Dataset excerpt:
++++++++++++++++++++

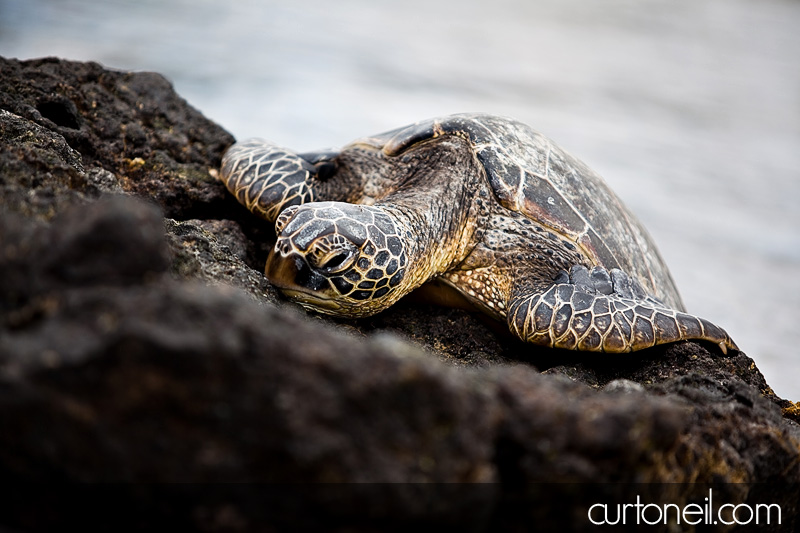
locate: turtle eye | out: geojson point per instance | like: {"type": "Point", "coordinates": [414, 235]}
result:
{"type": "Point", "coordinates": [284, 218]}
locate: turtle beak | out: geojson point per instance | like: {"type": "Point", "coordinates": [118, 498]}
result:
{"type": "Point", "coordinates": [291, 272]}
{"type": "Point", "coordinates": [282, 271]}
{"type": "Point", "coordinates": [292, 275]}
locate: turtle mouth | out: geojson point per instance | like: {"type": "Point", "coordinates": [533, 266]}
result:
{"type": "Point", "coordinates": [312, 300]}
{"type": "Point", "coordinates": [293, 277]}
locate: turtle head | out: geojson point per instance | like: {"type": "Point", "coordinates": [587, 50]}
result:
{"type": "Point", "coordinates": [337, 258]}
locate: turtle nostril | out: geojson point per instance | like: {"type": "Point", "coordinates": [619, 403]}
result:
{"type": "Point", "coordinates": [335, 261]}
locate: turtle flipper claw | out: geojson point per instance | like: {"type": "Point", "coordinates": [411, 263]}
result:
{"type": "Point", "coordinates": [579, 312]}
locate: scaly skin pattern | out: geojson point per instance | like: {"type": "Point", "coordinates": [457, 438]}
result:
{"type": "Point", "coordinates": [483, 204]}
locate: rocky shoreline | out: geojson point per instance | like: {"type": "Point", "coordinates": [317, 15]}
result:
{"type": "Point", "coordinates": [141, 346]}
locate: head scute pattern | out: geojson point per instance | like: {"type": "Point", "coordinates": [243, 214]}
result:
{"type": "Point", "coordinates": [483, 204]}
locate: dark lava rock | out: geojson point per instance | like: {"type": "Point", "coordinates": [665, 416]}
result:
{"type": "Point", "coordinates": [151, 357]}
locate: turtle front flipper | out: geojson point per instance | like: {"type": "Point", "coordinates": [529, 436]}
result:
{"type": "Point", "coordinates": [266, 178]}
{"type": "Point", "coordinates": [604, 312]}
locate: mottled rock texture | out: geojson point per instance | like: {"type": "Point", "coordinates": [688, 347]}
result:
{"type": "Point", "coordinates": [141, 345]}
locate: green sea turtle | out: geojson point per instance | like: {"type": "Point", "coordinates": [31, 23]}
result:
{"type": "Point", "coordinates": [481, 204]}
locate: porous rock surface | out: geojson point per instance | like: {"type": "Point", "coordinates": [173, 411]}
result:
{"type": "Point", "coordinates": [140, 345]}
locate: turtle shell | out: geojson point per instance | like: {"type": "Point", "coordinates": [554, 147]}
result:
{"type": "Point", "coordinates": [533, 176]}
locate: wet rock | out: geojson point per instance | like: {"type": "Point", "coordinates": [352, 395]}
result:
{"type": "Point", "coordinates": [140, 343]}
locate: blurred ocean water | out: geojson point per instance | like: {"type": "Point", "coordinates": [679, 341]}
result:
{"type": "Point", "coordinates": [689, 108]}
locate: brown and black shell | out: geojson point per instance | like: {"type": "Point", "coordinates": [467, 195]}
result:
{"type": "Point", "coordinates": [533, 176]}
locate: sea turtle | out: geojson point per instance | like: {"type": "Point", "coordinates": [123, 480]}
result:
{"type": "Point", "coordinates": [482, 204]}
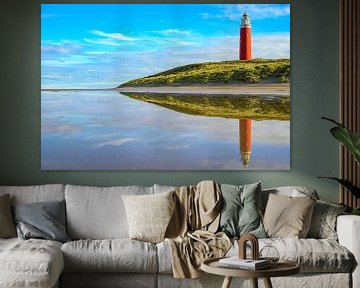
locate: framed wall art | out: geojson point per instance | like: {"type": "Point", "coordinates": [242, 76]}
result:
{"type": "Point", "coordinates": [165, 86]}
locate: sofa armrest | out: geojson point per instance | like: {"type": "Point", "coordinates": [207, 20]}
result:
{"type": "Point", "coordinates": [348, 230]}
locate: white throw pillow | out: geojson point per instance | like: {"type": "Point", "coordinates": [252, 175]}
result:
{"type": "Point", "coordinates": [149, 215]}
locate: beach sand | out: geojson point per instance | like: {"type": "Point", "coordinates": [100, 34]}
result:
{"type": "Point", "coordinates": [265, 89]}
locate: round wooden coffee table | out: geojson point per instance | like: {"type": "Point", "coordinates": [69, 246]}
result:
{"type": "Point", "coordinates": [281, 268]}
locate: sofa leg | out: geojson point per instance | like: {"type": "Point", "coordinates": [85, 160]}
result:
{"type": "Point", "coordinates": [267, 282]}
{"type": "Point", "coordinates": [227, 282]}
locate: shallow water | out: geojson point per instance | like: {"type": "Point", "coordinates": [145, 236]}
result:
{"type": "Point", "coordinates": [106, 130]}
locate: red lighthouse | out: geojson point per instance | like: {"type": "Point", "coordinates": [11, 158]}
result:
{"type": "Point", "coordinates": [245, 38]}
{"type": "Point", "coordinates": [245, 124]}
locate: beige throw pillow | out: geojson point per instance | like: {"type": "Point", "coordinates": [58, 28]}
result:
{"type": "Point", "coordinates": [288, 217]}
{"type": "Point", "coordinates": [7, 226]}
{"type": "Point", "coordinates": [149, 215]}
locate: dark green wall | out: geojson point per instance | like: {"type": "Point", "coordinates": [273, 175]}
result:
{"type": "Point", "coordinates": [314, 90]}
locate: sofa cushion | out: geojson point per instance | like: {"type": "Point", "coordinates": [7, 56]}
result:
{"type": "Point", "coordinates": [98, 213]}
{"type": "Point", "coordinates": [30, 263]}
{"type": "Point", "coordinates": [313, 255]}
{"type": "Point", "coordinates": [117, 255]}
{"type": "Point", "coordinates": [287, 216]}
{"type": "Point", "coordinates": [37, 193]}
{"type": "Point", "coordinates": [42, 220]}
{"type": "Point", "coordinates": [240, 210]}
{"type": "Point", "coordinates": [291, 191]}
{"type": "Point", "coordinates": [149, 215]}
{"type": "Point", "coordinates": [323, 222]}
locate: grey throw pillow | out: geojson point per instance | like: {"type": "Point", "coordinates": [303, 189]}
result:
{"type": "Point", "coordinates": [323, 222]}
{"type": "Point", "coordinates": [43, 220]}
{"type": "Point", "coordinates": [240, 213]}
{"type": "Point", "coordinates": [7, 226]}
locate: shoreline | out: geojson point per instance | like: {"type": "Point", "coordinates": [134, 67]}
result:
{"type": "Point", "coordinates": [259, 89]}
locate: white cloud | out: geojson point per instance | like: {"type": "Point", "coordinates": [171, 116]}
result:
{"type": "Point", "coordinates": [173, 32]}
{"type": "Point", "coordinates": [255, 11]}
{"type": "Point", "coordinates": [61, 47]}
{"type": "Point", "coordinates": [117, 36]}
{"type": "Point", "coordinates": [102, 41]}
{"type": "Point", "coordinates": [117, 142]}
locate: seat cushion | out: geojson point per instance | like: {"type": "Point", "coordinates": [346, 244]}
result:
{"type": "Point", "coordinates": [313, 255]}
{"type": "Point", "coordinates": [30, 263]}
{"type": "Point", "coordinates": [98, 213]}
{"type": "Point", "coordinates": [117, 255]}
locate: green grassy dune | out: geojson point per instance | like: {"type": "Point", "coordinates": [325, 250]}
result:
{"type": "Point", "coordinates": [226, 72]}
{"type": "Point", "coordinates": [256, 107]}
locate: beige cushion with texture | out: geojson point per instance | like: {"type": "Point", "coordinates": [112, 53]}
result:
{"type": "Point", "coordinates": [98, 212]}
{"type": "Point", "coordinates": [288, 217]}
{"type": "Point", "coordinates": [149, 215]}
{"type": "Point", "coordinates": [32, 263]}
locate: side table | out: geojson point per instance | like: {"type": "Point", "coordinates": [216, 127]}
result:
{"type": "Point", "coordinates": [281, 268]}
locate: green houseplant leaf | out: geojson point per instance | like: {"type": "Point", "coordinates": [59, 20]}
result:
{"type": "Point", "coordinates": [348, 138]}
{"type": "Point", "coordinates": [351, 141]}
{"type": "Point", "coordinates": [347, 184]}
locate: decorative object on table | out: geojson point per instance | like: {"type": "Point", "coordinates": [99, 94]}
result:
{"type": "Point", "coordinates": [247, 264]}
{"type": "Point", "coordinates": [254, 246]}
{"type": "Point", "coordinates": [351, 142]}
{"type": "Point", "coordinates": [270, 253]}
{"type": "Point", "coordinates": [282, 268]}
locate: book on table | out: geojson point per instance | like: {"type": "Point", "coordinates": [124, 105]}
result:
{"type": "Point", "coordinates": [236, 262]}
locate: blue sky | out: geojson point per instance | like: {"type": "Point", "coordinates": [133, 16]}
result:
{"type": "Point", "coordinates": [104, 45]}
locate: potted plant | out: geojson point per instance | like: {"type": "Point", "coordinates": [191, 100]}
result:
{"type": "Point", "coordinates": [351, 141]}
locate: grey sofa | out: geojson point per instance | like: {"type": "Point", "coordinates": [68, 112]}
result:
{"type": "Point", "coordinates": [101, 254]}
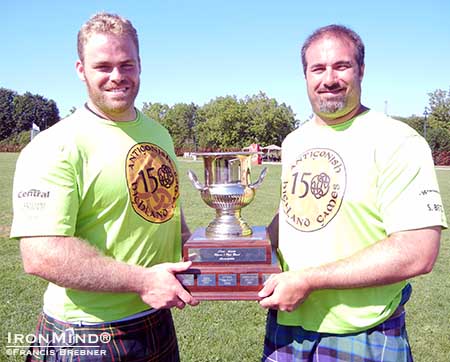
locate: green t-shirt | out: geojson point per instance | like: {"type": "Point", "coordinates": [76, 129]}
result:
{"type": "Point", "coordinates": [112, 184]}
{"type": "Point", "coordinates": [345, 188]}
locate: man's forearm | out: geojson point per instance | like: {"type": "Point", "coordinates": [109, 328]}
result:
{"type": "Point", "coordinates": [399, 257]}
{"type": "Point", "coordinates": [72, 263]}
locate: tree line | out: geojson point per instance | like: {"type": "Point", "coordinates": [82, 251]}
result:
{"type": "Point", "coordinates": [224, 123]}
{"type": "Point", "coordinates": [18, 112]}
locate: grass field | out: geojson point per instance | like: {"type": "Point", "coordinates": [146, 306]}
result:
{"type": "Point", "coordinates": [224, 331]}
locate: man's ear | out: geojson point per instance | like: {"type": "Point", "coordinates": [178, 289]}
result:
{"type": "Point", "coordinates": [80, 70]}
{"type": "Point", "coordinates": [361, 72]}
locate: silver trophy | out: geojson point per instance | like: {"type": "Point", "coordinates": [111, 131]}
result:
{"type": "Point", "coordinates": [227, 189]}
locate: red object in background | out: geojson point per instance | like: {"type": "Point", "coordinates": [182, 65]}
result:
{"type": "Point", "coordinates": [257, 158]}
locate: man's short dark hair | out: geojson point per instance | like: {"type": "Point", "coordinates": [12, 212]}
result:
{"type": "Point", "coordinates": [336, 31]}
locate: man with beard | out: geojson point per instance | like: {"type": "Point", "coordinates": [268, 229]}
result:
{"type": "Point", "coordinates": [360, 213]}
{"type": "Point", "coordinates": [97, 211]}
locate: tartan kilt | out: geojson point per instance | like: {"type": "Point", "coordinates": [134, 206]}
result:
{"type": "Point", "coordinates": [148, 338]}
{"type": "Point", "coordinates": [386, 342]}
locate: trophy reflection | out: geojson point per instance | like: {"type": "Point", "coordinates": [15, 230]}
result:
{"type": "Point", "coordinates": [231, 259]}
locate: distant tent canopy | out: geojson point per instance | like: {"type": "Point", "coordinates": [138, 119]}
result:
{"type": "Point", "coordinates": [271, 148]}
{"type": "Point", "coordinates": [270, 153]}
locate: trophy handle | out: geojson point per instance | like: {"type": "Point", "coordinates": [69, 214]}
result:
{"type": "Point", "coordinates": [256, 184]}
{"type": "Point", "coordinates": [195, 182]}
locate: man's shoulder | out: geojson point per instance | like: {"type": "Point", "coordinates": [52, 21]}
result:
{"type": "Point", "coordinates": [385, 124]}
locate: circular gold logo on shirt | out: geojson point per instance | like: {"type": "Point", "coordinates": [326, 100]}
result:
{"type": "Point", "coordinates": [313, 189]}
{"type": "Point", "coordinates": [152, 182]}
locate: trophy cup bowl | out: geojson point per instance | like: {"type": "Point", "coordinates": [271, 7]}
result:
{"type": "Point", "coordinates": [230, 259]}
{"type": "Point", "coordinates": [227, 189]}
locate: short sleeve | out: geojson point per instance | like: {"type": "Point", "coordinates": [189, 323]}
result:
{"type": "Point", "coordinates": [408, 191]}
{"type": "Point", "coordinates": [45, 193]}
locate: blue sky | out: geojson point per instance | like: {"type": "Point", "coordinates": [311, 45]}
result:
{"type": "Point", "coordinates": [195, 51]}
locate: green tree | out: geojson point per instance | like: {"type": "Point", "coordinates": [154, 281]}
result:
{"type": "Point", "coordinates": [7, 123]}
{"type": "Point", "coordinates": [156, 111]}
{"type": "Point", "coordinates": [222, 124]}
{"type": "Point", "coordinates": [439, 109]}
{"type": "Point", "coordinates": [30, 108]}
{"type": "Point", "coordinates": [269, 122]}
{"type": "Point", "coordinates": [180, 121]}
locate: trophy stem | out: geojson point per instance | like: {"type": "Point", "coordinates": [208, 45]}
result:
{"type": "Point", "coordinates": [228, 222]}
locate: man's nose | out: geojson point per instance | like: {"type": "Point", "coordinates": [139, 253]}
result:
{"type": "Point", "coordinates": [329, 77]}
{"type": "Point", "coordinates": [116, 74]}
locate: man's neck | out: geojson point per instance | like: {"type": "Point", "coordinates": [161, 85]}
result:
{"type": "Point", "coordinates": [330, 121]}
{"type": "Point", "coordinates": [122, 117]}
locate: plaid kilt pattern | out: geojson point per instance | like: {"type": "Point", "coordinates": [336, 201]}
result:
{"type": "Point", "coordinates": [387, 342]}
{"type": "Point", "coordinates": [148, 338]}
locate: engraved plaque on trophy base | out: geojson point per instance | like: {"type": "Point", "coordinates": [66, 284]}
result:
{"type": "Point", "coordinates": [231, 269]}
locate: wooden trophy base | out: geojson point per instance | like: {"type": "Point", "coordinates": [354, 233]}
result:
{"type": "Point", "coordinates": [231, 269]}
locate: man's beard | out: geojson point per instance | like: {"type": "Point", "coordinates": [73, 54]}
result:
{"type": "Point", "coordinates": [332, 105]}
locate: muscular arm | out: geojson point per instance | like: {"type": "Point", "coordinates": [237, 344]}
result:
{"type": "Point", "coordinates": [400, 256]}
{"type": "Point", "coordinates": [72, 263]}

++++++++++++++++++++

§ SET TASK
Return the lines from the line containing "locate: trophy stem" to the end of the entries above, exactly as they appear and with no other output.

§ CORRECT ANSWER
locate: trophy stem | out: geojson point per instance | like: {"type": "Point", "coordinates": [208, 45]}
result:
{"type": "Point", "coordinates": [228, 222]}
locate: man's nose | out: geojson point per instance | like: {"type": "Point", "coordinates": [139, 253]}
result:
{"type": "Point", "coordinates": [329, 77]}
{"type": "Point", "coordinates": [116, 74]}
locate: man's neck | out: geojson point per instance | like: {"type": "Point", "coordinates": [161, 85]}
result:
{"type": "Point", "coordinates": [330, 121]}
{"type": "Point", "coordinates": [122, 117]}
locate: plaid kilt pattern | out: geojson point per instance | like: {"type": "Point", "coordinates": [336, 201]}
result:
{"type": "Point", "coordinates": [387, 342]}
{"type": "Point", "coordinates": [148, 338]}
locate: engraved plaque on trophy base | out: geojson point per instance | like: {"type": "Point", "coordinates": [66, 284]}
result:
{"type": "Point", "coordinates": [231, 269]}
locate: wooden trophy base | out: geojson point per instance | like: {"type": "Point", "coordinates": [354, 233]}
result:
{"type": "Point", "coordinates": [231, 269]}
locate: man's beard | out: geojson point per instance | like: {"type": "Point", "coordinates": [73, 54]}
result:
{"type": "Point", "coordinates": [332, 105]}
locate: muscular arm | out: geojson point per instance | like: {"type": "Point", "coordinates": [237, 344]}
result:
{"type": "Point", "coordinates": [400, 256]}
{"type": "Point", "coordinates": [72, 263]}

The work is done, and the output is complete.